__Exercise requirements__
Produce an exact copy of the lines from the line that contains "Please locate the green grass" to the end of the listing below.

__Dataset records__

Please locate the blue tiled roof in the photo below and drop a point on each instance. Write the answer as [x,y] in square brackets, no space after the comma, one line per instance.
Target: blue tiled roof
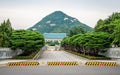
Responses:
[54,35]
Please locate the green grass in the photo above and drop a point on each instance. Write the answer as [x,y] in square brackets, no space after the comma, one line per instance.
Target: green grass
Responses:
[26,57]
[89,57]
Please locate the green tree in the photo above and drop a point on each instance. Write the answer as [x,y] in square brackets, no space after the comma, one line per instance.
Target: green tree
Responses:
[108,24]
[116,34]
[6,30]
[28,41]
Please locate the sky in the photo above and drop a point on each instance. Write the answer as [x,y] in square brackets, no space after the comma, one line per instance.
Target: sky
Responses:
[26,13]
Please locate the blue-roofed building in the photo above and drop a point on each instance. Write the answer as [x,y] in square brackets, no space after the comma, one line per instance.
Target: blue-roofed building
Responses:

__Final result__
Please locate the green grass in the photo above and drop a point on each instance. Write the answer as [x,y] in square brackets, no space after the comma, one line per instance.
Target: green grass
Responses:
[26,57]
[89,57]
Please locate the green tree in the photo above and drop a point on each instance. Write the answer as [x,y] in square brackets, no space after the comma, one line per instance.
Target: green tree
Responses:
[108,24]
[116,34]
[6,30]
[28,41]
Please locate the sky in the photo above and drop a point on each instance. Write the answer as [x,y] in square brackets, no space after the comma, one line per instance.
Target: sky
Responses:
[26,13]
Please locate the blue-roofed building in the photo above and drop a point on each instance. Write the answer as [x,y] in square brackets, no space after the comma, one line per instance.
Target: blue-roofed building
Responses:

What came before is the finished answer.